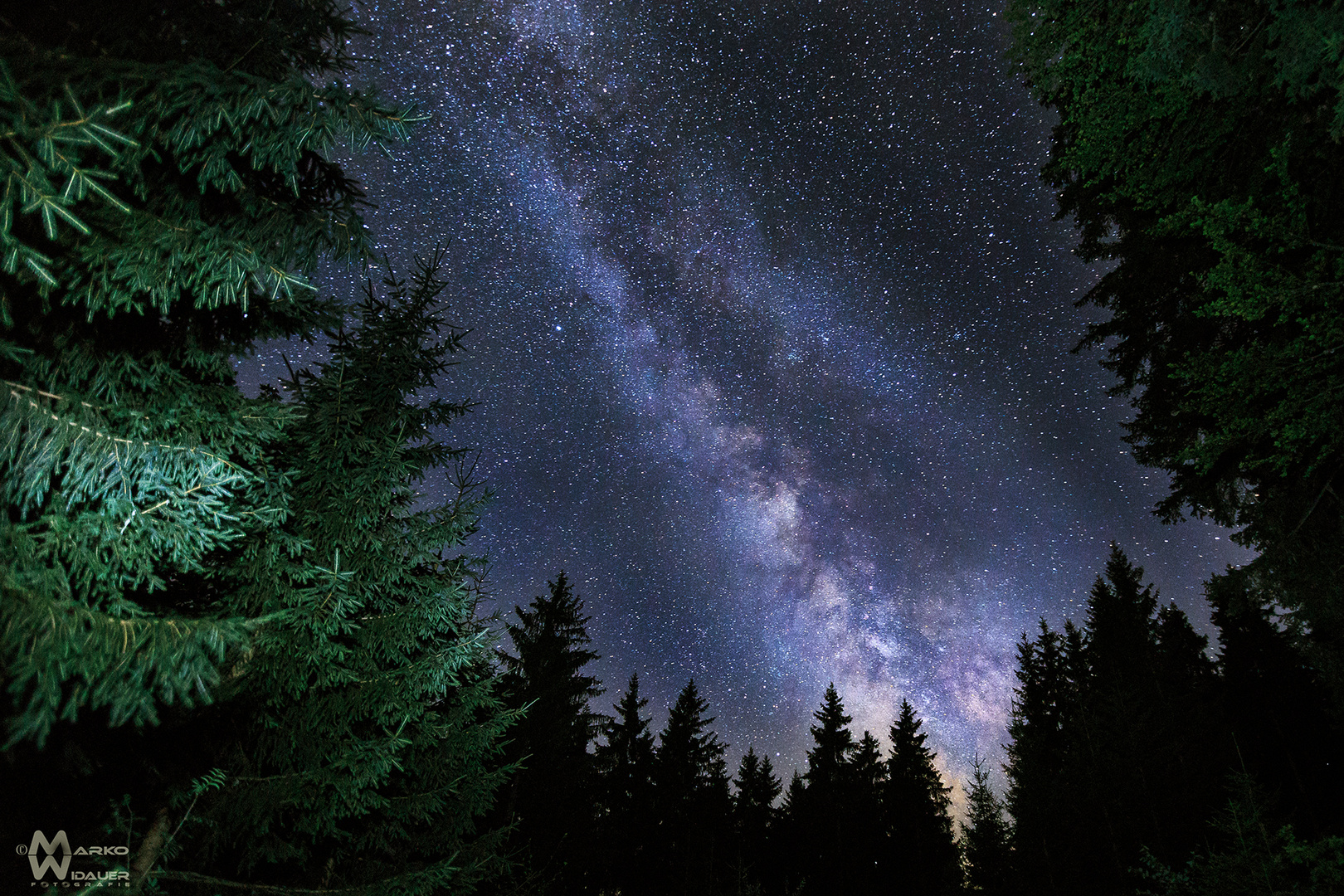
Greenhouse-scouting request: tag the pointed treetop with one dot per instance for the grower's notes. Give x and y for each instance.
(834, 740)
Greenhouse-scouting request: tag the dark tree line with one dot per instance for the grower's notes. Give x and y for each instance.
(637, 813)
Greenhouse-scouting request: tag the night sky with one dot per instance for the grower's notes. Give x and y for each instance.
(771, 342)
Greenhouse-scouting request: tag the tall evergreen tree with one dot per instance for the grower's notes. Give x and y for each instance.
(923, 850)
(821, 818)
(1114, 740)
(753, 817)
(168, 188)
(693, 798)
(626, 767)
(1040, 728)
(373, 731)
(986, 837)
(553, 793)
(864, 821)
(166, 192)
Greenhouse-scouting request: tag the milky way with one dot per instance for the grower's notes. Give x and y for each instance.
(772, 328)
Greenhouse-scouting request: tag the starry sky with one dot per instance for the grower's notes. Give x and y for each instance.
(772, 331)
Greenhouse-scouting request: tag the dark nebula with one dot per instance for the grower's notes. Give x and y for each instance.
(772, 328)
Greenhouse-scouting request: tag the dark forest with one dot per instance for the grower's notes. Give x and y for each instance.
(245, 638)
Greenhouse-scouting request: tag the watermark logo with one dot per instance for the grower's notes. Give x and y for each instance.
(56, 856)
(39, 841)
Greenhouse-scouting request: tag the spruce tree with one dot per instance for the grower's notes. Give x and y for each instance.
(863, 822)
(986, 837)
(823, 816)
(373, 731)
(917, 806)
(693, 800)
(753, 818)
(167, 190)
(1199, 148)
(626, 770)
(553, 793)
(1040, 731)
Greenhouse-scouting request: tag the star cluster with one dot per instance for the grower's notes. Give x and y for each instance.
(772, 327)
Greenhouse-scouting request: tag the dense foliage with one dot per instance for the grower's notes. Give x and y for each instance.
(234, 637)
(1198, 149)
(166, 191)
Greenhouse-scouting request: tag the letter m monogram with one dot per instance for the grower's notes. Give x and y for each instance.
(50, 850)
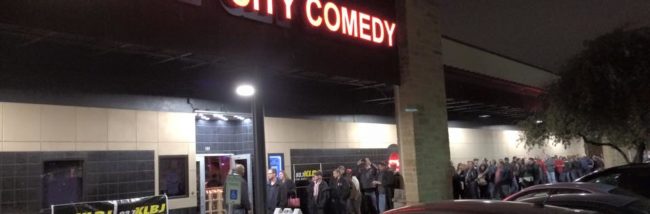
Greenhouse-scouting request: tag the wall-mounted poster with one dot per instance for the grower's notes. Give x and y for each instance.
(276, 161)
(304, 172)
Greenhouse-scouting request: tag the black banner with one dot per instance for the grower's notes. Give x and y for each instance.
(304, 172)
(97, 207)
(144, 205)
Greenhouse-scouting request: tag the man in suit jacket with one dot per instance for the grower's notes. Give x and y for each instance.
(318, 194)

____

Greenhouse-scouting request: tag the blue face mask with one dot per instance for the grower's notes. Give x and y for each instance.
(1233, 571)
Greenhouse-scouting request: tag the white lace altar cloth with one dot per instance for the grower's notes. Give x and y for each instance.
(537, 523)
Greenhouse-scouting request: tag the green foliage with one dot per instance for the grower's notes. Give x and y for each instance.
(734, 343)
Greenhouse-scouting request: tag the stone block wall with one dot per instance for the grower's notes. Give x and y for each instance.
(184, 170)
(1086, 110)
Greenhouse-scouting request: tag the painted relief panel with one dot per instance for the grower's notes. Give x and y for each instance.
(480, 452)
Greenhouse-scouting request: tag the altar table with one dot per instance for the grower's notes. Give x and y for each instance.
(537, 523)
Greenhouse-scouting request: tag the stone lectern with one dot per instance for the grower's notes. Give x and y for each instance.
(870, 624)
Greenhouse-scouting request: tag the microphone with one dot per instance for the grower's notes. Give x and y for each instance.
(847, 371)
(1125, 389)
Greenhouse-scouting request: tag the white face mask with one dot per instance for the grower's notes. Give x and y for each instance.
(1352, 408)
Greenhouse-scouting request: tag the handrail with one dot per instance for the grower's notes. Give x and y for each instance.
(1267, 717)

____

* [Exercise requirements] List every line of the material above that contains the string "wall", copying each line in full.

* [The output]
Greenhouse-scouting request: tag the wall-mounted poster with one dot per instance for the grower's notes. Give x and y for each instance.
Greenhouse-scouting request: tag the stone block wall with one dot per instance for the grower's notes. Give x and y for each instance.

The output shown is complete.